DATA ROWS:

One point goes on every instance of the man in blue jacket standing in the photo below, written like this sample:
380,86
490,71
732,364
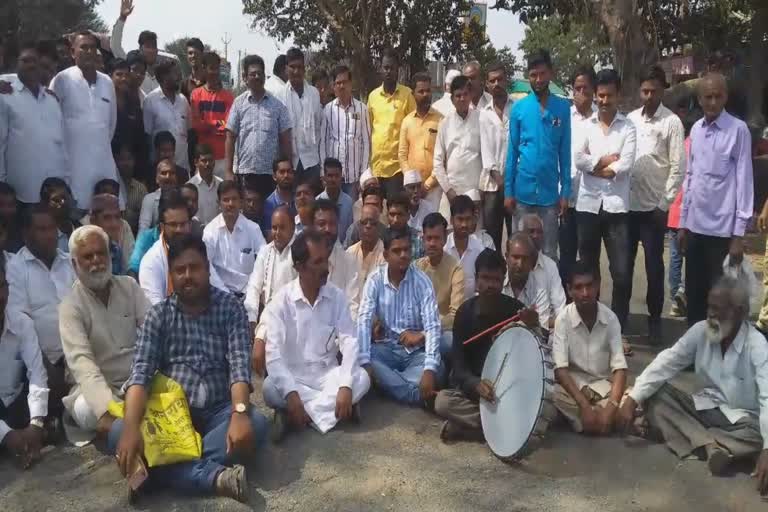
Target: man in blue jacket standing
537,178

WHAT THIS TASK INVOLVES: Revise the listing by replacing "blue jacket" with "navy coat" wherever it occurs, leaving every other part unchanged, and omit the picture from your answer.

ANSWER IN FULL:
One point goes on every instance of the man in navy coat standing in the photo below, written like this sample:
380,86
490,71
732,364
Target: man in navy coat standing
537,178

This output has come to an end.